--- START ---

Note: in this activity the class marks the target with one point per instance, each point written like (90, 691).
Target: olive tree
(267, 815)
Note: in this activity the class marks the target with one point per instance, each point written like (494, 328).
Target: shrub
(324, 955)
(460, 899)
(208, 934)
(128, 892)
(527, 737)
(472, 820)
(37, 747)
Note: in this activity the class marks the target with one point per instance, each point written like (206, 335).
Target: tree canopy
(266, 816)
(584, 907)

--- END ---

DESCRIPTION OF THE TASK:
Give back all the material, with each line exactly as it stands.

REPLY TO THE EXERCISE:
Note: in this activity the class marks the target with one point per instance, each point written like (90, 691).
Target: olive tree
(267, 815)
Note: in this activity the class marks the target with one point per instance, each point written like (494, 328).
Target: shrub
(324, 955)
(460, 899)
(208, 934)
(128, 892)
(527, 737)
(472, 820)
(37, 747)
Note: in this activity the class marks the target with one point per instance, each point written like (206, 335).
Target: tree canopy
(266, 816)
(584, 907)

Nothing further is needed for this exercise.